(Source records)
┌──

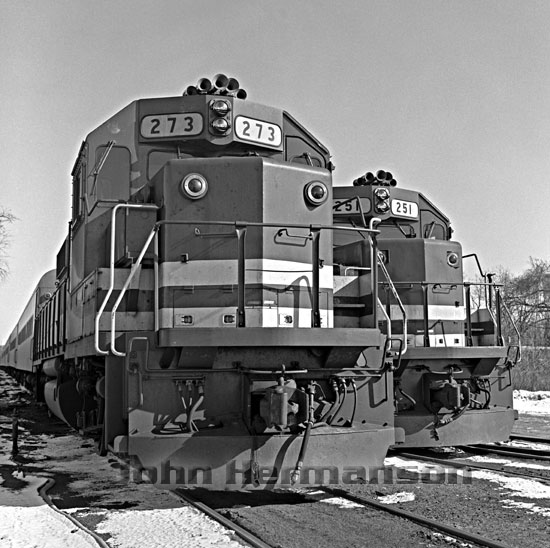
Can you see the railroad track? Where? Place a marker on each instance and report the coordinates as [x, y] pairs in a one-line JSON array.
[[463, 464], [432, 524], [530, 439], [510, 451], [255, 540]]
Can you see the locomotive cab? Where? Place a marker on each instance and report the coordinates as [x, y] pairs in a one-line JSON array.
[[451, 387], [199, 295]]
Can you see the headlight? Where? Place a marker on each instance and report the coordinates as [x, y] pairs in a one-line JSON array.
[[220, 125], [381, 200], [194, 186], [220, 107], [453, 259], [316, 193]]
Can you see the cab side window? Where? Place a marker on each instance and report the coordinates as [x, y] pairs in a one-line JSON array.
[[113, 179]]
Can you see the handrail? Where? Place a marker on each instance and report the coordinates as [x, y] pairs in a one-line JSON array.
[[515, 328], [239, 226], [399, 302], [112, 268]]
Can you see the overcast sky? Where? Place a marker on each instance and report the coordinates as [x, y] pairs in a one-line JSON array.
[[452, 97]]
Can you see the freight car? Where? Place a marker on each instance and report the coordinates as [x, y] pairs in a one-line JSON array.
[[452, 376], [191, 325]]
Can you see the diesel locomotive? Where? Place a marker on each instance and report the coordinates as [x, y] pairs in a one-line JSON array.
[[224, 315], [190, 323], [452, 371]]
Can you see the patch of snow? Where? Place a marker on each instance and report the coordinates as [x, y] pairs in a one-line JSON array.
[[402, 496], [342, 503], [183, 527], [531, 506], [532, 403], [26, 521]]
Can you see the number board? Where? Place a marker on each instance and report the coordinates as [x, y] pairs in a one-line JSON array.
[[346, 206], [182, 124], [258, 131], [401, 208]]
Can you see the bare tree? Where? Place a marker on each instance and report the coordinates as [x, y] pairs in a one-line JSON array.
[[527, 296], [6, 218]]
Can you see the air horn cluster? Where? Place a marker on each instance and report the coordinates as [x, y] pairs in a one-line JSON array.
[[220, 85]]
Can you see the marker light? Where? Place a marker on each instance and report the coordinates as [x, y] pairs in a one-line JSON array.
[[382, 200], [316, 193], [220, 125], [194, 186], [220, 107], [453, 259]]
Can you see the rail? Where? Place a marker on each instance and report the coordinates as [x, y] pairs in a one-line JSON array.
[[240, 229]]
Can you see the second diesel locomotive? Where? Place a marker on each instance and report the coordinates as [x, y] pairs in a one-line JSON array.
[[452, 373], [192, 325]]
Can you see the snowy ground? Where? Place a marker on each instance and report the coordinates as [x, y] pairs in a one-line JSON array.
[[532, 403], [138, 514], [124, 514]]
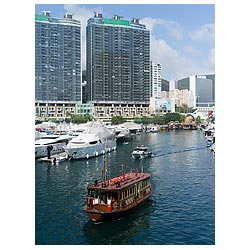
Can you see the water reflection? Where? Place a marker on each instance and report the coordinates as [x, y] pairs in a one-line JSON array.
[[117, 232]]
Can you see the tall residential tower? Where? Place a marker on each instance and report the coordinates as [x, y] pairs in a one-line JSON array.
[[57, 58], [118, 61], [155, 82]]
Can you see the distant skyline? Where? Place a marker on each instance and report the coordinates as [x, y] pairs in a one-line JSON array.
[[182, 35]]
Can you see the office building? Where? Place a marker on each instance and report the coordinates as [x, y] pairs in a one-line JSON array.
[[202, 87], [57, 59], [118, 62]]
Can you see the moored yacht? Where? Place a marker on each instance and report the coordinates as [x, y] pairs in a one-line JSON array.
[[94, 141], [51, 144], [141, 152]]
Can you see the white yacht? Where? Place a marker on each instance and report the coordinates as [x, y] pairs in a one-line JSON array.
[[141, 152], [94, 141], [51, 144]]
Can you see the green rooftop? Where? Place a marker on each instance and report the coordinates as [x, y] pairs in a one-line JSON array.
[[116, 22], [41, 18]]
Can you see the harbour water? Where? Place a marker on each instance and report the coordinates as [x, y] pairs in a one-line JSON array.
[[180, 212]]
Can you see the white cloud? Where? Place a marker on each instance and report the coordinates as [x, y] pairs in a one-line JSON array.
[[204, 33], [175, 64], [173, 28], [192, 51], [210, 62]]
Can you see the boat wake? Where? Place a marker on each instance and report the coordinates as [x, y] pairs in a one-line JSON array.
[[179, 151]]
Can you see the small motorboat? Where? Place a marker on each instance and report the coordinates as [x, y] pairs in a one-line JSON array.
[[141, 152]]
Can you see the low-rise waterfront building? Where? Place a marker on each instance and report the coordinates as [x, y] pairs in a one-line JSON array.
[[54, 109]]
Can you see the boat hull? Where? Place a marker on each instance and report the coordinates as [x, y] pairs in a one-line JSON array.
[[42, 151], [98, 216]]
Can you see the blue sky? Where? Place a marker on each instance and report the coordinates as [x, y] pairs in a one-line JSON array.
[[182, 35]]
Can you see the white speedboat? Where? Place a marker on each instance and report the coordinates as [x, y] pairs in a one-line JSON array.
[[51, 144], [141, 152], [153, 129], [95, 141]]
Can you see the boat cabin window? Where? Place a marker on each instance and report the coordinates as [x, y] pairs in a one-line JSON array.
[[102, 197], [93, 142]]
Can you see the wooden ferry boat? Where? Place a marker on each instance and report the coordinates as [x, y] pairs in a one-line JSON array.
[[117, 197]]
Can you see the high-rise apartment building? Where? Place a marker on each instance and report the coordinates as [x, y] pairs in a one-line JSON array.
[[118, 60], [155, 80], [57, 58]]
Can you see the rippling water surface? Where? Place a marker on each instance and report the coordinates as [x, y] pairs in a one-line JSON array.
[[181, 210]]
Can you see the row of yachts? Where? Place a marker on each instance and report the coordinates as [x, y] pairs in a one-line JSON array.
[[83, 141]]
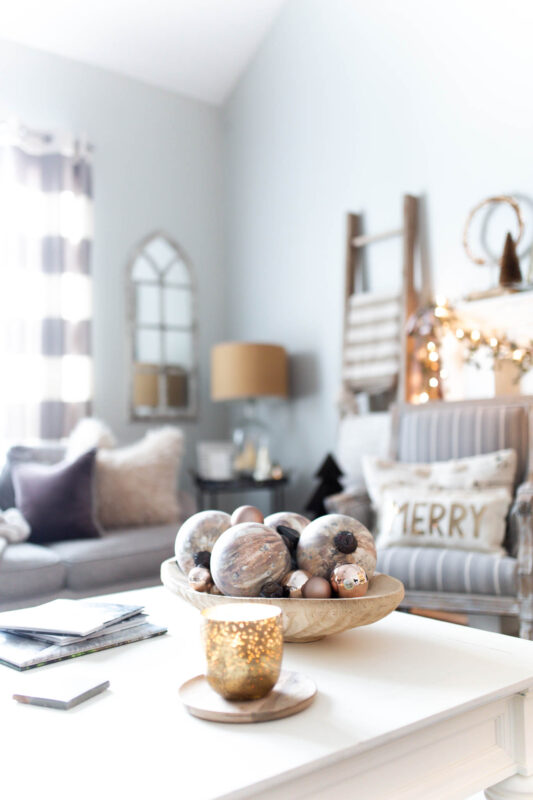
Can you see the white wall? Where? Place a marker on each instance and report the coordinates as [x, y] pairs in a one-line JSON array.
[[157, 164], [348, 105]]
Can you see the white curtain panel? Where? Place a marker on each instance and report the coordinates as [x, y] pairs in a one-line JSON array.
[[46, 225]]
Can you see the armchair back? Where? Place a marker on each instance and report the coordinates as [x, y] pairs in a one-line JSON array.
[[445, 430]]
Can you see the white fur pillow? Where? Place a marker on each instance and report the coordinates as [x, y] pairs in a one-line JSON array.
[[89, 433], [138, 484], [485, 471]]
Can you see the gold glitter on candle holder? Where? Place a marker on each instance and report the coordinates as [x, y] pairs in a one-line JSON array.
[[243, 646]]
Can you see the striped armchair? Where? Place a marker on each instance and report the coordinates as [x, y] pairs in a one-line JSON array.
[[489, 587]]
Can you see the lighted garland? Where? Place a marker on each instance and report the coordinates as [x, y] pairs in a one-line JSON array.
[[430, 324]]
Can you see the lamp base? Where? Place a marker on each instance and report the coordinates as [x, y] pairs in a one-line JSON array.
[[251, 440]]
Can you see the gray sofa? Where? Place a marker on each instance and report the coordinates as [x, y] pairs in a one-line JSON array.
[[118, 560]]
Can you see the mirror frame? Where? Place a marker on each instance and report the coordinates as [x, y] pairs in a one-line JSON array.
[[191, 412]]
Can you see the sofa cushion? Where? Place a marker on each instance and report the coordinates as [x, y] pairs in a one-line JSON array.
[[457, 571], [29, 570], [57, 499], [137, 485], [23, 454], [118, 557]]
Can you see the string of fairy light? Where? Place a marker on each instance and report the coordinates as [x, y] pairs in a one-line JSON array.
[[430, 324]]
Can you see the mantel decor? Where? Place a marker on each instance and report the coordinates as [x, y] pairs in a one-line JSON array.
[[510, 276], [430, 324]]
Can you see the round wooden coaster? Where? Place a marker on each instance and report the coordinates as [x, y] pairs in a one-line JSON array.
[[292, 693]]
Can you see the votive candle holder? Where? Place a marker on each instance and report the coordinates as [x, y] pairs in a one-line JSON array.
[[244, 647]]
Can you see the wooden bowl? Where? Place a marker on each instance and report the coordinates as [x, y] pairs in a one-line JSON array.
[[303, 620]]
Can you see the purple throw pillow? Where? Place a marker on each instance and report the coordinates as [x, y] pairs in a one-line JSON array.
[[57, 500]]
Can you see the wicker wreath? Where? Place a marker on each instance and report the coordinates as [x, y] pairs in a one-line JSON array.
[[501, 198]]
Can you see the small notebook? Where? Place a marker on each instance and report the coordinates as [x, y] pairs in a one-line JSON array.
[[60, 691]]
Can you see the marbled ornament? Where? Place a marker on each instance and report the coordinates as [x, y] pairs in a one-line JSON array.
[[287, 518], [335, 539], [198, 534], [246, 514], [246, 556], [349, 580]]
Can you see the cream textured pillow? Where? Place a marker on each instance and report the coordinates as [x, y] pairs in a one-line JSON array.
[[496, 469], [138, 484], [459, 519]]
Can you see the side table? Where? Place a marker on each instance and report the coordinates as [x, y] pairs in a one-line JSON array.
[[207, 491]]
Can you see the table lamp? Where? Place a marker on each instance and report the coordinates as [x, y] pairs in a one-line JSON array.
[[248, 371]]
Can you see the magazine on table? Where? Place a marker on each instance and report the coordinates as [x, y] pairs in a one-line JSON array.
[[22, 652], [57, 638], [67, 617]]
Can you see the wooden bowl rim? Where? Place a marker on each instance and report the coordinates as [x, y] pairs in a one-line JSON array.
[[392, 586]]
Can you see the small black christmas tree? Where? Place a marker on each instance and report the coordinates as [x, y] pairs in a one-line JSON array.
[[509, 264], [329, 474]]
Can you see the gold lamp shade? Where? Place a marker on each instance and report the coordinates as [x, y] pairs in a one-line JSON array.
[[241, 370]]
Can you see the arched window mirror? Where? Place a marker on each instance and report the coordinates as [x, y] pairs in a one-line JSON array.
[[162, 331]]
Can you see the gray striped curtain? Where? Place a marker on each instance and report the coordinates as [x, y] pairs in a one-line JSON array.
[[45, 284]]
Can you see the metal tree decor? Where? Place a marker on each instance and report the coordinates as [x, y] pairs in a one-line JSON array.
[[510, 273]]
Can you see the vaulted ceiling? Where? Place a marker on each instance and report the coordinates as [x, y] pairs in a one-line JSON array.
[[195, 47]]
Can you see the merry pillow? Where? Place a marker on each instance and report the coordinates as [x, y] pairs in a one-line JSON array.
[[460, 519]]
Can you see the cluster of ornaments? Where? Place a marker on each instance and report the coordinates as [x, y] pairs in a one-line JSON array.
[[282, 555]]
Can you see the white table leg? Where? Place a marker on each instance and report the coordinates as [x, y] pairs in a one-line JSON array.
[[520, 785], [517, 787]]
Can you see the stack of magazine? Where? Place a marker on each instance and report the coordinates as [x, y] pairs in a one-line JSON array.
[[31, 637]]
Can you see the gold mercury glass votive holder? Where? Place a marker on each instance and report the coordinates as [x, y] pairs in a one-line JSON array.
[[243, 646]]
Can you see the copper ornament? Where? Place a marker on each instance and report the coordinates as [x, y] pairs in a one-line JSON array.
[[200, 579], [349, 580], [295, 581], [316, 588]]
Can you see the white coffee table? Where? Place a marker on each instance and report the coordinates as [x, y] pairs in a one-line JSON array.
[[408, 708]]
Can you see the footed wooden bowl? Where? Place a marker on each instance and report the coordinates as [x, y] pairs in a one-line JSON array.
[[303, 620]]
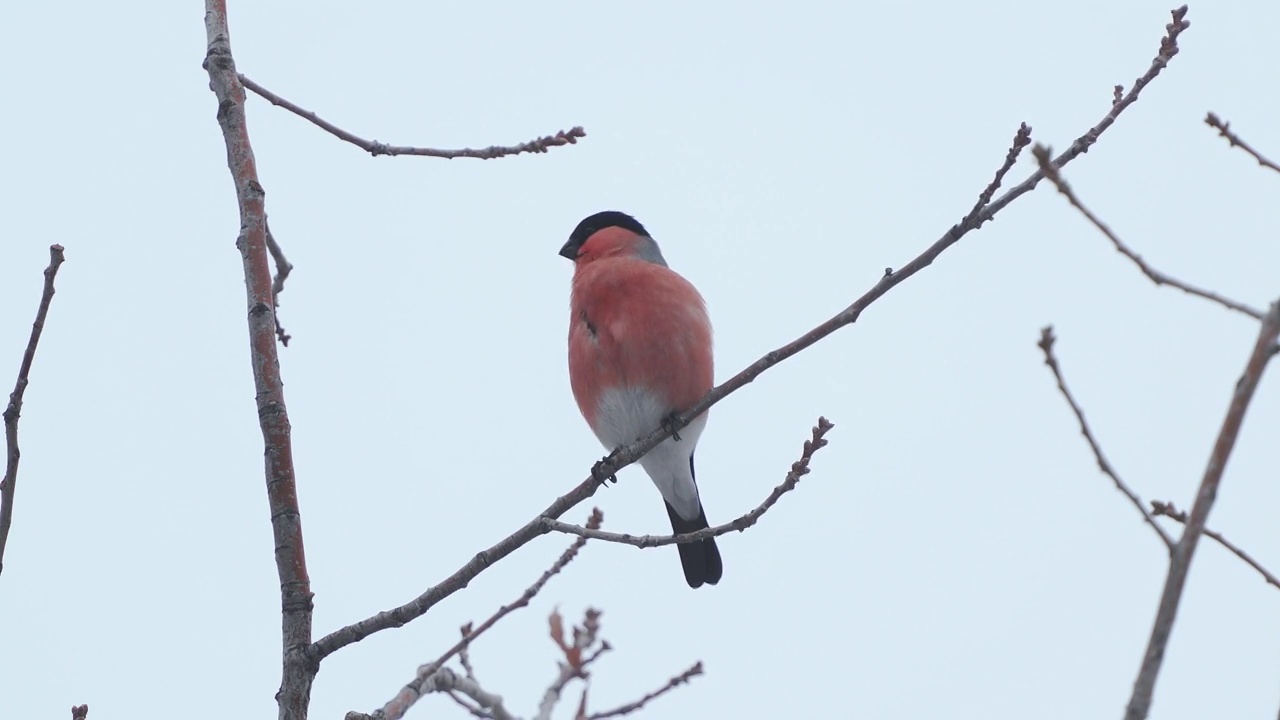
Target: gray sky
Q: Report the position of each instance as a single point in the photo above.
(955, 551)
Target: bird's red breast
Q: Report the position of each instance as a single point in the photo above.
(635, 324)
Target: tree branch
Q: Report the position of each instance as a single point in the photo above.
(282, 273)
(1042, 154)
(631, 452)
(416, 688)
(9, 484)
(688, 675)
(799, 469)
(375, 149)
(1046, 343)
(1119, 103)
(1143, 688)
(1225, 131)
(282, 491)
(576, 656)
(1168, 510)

└──

### Directions
Nothing but a number, please, for how many lines of the data hold "Target".

### Answer section
3